**Direction**. Will you reproduce every line of the following data word for word, with nothing changed?

**Dataset excerpts**.

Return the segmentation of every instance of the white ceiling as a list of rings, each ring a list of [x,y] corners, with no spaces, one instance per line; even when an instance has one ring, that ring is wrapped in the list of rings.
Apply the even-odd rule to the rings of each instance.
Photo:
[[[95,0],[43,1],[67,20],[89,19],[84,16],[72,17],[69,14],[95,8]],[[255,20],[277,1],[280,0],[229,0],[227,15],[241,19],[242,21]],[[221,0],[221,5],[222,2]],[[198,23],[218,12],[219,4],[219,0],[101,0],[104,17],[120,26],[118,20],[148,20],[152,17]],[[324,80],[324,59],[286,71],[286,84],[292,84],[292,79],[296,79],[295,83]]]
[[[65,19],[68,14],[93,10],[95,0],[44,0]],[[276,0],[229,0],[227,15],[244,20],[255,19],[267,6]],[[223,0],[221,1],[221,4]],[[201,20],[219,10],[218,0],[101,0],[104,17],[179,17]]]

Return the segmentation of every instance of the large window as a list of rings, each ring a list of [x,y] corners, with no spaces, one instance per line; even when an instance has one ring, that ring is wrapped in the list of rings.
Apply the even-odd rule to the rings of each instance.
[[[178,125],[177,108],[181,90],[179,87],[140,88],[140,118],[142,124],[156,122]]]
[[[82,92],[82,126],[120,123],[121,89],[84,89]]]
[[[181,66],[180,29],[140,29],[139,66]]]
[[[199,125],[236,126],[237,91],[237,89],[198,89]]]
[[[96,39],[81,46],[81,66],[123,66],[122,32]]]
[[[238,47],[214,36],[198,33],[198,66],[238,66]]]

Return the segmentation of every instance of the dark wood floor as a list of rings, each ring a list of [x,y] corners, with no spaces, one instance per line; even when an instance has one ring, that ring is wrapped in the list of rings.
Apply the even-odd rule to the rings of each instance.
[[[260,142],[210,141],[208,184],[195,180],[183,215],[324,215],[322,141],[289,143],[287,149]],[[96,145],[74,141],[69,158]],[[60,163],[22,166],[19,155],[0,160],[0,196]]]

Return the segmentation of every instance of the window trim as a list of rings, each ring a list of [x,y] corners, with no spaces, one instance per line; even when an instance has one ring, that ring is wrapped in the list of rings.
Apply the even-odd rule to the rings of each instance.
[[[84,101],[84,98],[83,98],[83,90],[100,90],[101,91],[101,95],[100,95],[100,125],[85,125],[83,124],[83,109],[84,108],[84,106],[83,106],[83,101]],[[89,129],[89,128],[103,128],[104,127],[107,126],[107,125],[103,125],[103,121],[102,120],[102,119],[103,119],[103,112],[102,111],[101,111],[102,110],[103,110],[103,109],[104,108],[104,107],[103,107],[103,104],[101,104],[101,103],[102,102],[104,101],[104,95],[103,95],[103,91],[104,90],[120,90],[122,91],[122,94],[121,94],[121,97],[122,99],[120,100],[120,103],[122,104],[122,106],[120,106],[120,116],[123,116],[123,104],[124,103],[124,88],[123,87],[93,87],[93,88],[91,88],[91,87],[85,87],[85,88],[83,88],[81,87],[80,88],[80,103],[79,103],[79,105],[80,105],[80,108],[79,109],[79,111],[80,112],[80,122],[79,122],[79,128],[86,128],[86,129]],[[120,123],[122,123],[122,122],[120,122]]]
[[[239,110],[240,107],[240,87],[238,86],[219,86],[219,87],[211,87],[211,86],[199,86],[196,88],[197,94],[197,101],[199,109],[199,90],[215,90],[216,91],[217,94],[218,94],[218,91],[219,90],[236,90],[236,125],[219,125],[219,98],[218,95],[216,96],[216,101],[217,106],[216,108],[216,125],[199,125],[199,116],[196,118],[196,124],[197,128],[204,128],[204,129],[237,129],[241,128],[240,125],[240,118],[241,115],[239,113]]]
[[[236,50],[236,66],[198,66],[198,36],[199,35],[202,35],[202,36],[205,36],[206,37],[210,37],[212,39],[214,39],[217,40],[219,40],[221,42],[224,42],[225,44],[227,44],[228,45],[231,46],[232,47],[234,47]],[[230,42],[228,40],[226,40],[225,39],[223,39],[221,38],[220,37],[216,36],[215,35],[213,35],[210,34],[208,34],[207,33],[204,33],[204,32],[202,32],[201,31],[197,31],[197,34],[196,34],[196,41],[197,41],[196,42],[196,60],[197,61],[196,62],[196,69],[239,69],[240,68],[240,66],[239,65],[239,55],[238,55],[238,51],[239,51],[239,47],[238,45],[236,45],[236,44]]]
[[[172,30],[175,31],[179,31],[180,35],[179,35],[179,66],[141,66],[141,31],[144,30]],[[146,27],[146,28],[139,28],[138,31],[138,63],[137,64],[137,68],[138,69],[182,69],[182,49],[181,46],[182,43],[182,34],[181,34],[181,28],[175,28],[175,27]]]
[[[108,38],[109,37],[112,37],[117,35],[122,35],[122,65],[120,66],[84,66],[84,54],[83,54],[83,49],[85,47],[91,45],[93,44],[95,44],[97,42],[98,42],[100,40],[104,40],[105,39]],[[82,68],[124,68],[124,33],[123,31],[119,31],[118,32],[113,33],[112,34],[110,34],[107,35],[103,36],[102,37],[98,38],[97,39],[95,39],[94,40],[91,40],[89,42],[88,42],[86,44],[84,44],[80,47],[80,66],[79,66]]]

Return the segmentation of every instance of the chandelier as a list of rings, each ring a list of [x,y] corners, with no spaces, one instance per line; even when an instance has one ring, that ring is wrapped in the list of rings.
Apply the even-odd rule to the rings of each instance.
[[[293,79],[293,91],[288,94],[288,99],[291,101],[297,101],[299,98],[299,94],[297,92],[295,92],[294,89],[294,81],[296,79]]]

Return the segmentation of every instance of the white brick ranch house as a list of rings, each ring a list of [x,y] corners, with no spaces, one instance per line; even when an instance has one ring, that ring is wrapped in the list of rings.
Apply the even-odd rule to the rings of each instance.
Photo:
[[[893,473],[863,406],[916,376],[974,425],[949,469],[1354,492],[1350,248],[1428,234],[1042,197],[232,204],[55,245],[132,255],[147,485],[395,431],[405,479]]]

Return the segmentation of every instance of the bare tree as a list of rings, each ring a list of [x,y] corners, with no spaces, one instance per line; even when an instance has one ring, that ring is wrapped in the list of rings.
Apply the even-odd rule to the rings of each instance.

**Finished exercise**.
Return the segmentation of every instance of the white ceiling as a list of rings, each ring a list of [x,y] corners, with no spaces, one instance per line; even when an instance has one ring, that ring is wrapped in the list of rings.
Apply the even-odd rule to the rings of each instance.
Photo:
[[[95,0],[43,1],[67,20],[89,19],[84,16],[72,17],[69,14],[95,8]],[[255,20],[277,1],[280,0],[229,0],[227,15],[241,19],[242,21]],[[221,0],[221,5],[222,2]],[[198,23],[218,12],[219,4],[219,0],[101,0],[104,17],[120,26],[118,20],[148,20],[152,17]],[[324,80],[324,59],[286,71],[286,84],[292,84],[292,79],[296,79],[295,83]]]
[[[65,19],[68,14],[93,10],[95,0],[44,0]],[[276,0],[229,0],[227,15],[244,20],[255,19],[267,6]],[[223,0],[221,1],[221,4]],[[201,20],[219,10],[218,0],[101,0],[104,17],[179,17]]]

Return the segmentation of every instance of the large window as a list of rings, each ring a list of [x,y] corners, with no spaces, one instance per line; even when an instance has one ring, that ring is wrapped in the list of rings.
Apply the even-odd rule to the rings of each instance.
[[[178,125],[177,108],[181,90],[179,87],[140,88],[140,118],[142,124],[156,122]]]
[[[82,92],[82,126],[120,123],[121,89],[84,89]]]
[[[181,66],[180,29],[140,29],[139,66]]]
[[[199,125],[236,126],[237,91],[237,89],[198,89]]]
[[[96,39],[81,46],[81,66],[123,66],[122,32]]]
[[[238,47],[214,36],[198,33],[198,66],[238,66]]]

Return the segmentation of every instance of the dark wood floor as a list of rings, each ring a list of [x,y] corners, with no spaces, one instance per line; even when an instance has one ring, that ring is wrapped in the list of rings.
Apply the even-odd rule to the rings of each instance.
[[[260,142],[210,141],[208,184],[195,180],[183,215],[324,215],[322,141],[289,143],[287,149]],[[96,145],[74,141],[69,158]],[[60,163],[22,166],[19,155],[0,160],[0,196]]]

Return the segmentation of every instance of the window trim as a list of rings, each ring a list of [x,y] corners, with no spaces, one instance per line; even when an instance has one ring, that ring is wrapped in the list of rings.
Apply the even-odd rule to the rings of each instance.
[[[84,101],[84,98],[83,98],[83,90],[100,90],[101,91],[101,95],[100,95],[100,125],[85,125],[83,124],[83,109],[84,108],[84,106],[83,106],[83,101]],[[89,129],[89,128],[103,128],[104,127],[107,126],[107,125],[103,125],[103,121],[102,120],[102,119],[103,119],[103,112],[102,111],[101,111],[102,110],[103,110],[103,109],[104,108],[104,107],[103,107],[103,104],[101,104],[101,103],[102,102],[104,101],[104,95],[103,95],[103,91],[104,90],[120,90],[122,91],[122,94],[121,94],[121,97],[122,99],[120,100],[120,103],[122,104],[122,106],[120,106],[120,116],[123,116],[123,104],[124,103],[124,88],[123,87],[93,87],[93,88],[91,88],[91,87],[85,87],[85,88],[83,88],[81,87],[80,88],[80,103],[79,103],[79,105],[80,105],[80,108],[79,109],[79,111],[80,112],[80,122],[79,122],[79,128],[86,128],[86,129]],[[120,123],[122,123],[122,122],[120,122]]]
[[[239,110],[240,107],[240,87],[238,86],[219,86],[219,87],[211,87],[211,86],[199,86],[196,88],[197,94],[197,101],[199,109],[199,90],[215,90],[216,91],[217,94],[218,94],[218,91],[219,90],[236,90],[236,125],[219,125],[219,98],[218,95],[216,96],[216,101],[217,106],[216,108],[216,125],[199,125],[199,116],[196,118],[196,124],[197,128],[204,128],[204,129],[237,129],[241,128],[240,125],[240,118],[241,115],[239,113]]]
[[[236,50],[236,66],[198,66],[198,36],[199,35],[202,35],[202,36],[205,36],[206,37],[210,37],[212,39],[214,39],[217,40],[219,40],[221,42],[224,42],[225,44],[227,44],[228,45],[231,46],[232,47],[234,47]],[[230,42],[228,40],[226,40],[225,39],[223,39],[221,38],[220,37],[216,36],[215,35],[213,35],[210,34],[208,34],[207,33],[204,33],[204,32],[202,32],[201,31],[197,31],[197,34],[196,34],[196,41],[197,41],[196,42],[196,60],[197,61],[196,62],[196,69],[239,69],[240,68],[240,66],[239,65],[239,55],[238,55],[238,51],[239,51],[239,47],[238,45],[236,45],[236,44]]]
[[[172,30],[175,31],[179,31],[180,35],[179,35],[179,66],[141,66],[141,31],[144,30]],[[146,27],[146,28],[139,28],[138,31],[138,63],[137,64],[137,68],[138,69],[182,69],[182,49],[181,46],[182,43],[182,34],[181,34],[181,28],[175,28],[175,27]]]
[[[108,38],[109,37],[112,37],[117,35],[122,35],[122,65],[120,66],[84,66],[84,54],[83,54],[83,49],[85,47],[91,45],[93,44],[95,44],[97,42],[98,42],[100,40],[104,40],[105,39]],[[82,68],[124,68],[124,33],[123,31],[119,31],[118,32],[113,33],[112,34],[110,34],[107,35],[103,36],[102,37],[98,38],[97,39],[95,39],[94,40],[91,40],[89,42],[88,42],[86,44],[84,44],[80,47],[80,66],[79,66]]]

Return the segmentation of every instance of the chandelier as a list of rings, each ring a list of [x,y] corners, with no spaces, one instance per line; even when an instance has one ring, that ring is wrapped in the list of rings.
Apply the even-odd rule to the rings of each instance.
[[[293,79],[293,91],[288,94],[288,99],[291,101],[297,101],[299,98],[299,94],[297,92],[295,92],[294,89],[294,81],[296,79]]]

Return the segmentation of every instance of the white brick ranch house as a list of rings, each ring a list of [x,y] corners, with no spaces, one instance per line; even when an instance has one ring, that ring is wrapped in the list of rings.
Apply the even-odd rule to the rings of each instance.
Photo:
[[[893,473],[863,406],[916,376],[974,425],[949,469],[1354,492],[1350,248],[1428,234],[1042,197],[232,204],[55,245],[132,255],[147,485],[395,431],[405,479]]]

Return the segmentation of every instance of the bare tree as a list of rings, each ring a list of [x,y] corners, with no spaces, one instance per line; even when an instance has one ring, that ring is wrapped in the list of rings.
Apply the even-odd rule to the rings of each instance.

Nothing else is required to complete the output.